# [Texto fuente]
Durante la visita la música nos acompañó, la cual comprobé, que tiene un papel muy importante y activo en su vida. Entre los acordes que emanaban del haul y los tambores, no pude dejar de pensar en la vida de la pequeña, la presente y la futura…

Inocente, pregunté… ¿Qué sería de ella? ¿Iría al colegio? ¿Qué pasaría cuando fuera mayor, qué opciones tenía? Tal vez pequé de curiosa, sin embargo, necesitaba saber cómo sería su vida.

A modo de respuesta obtuve algo tan simple como “será lo que ves”.

Padres nómadas, hija nómada. Su destino, en el mejor de los casos, sería ser casada con otro hombre nómada. Es sabido que más del 80 por ciento de los menores nómadas no asisten al colegio y, en el caso de ser mujer, disminuye esta posibilidad. Lo que significa, que las probabilidades de que Eiva sufra grandes carencias educativas, son muy elevadas… Pero no era eso lo único que me preocupaba ––si acaso tenía yo derecho a cuestionar o preocuparme por ella––, lo que realmente en esos instantes me reconcomía era su salud. La falta de higiene y la continua exposición tanto al frío de la noche como a la intensidad del calor, podrían debilitarle cada día más.

Debo admitir que me invadió un profundo pesar, no pude evitar sentir consternación por esa niña con ojos de almendra y tez morena.

# [Qué se pide]
- a) Según el relato de la visita, ¿por qué corría peligro la salud de Eiva? Responde en una a tres oraciones.
- b) ¿Cuáles son las preguntas que aparecen entre signos de interrogación en el relato de la visita? Enuméralas todas.
El material no hace falta para resolver estas tareas.

# [Datos de origen]

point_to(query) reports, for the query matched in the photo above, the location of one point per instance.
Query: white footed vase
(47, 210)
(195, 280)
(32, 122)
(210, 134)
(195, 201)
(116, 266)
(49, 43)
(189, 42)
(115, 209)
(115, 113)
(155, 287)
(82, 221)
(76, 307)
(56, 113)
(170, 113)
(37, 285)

# [Soluciones]
- a) Su salud corría peligro porque la falta de higiene y la continua exposición al frío de la noche y a la intensidad del calor podían debilitarla cada día más.

- b)
- ¿Qué sería de ella?
- ¿Iría al colegio?
- ¿Qué pasaría cuando fuera mayor, qué opciones tenía?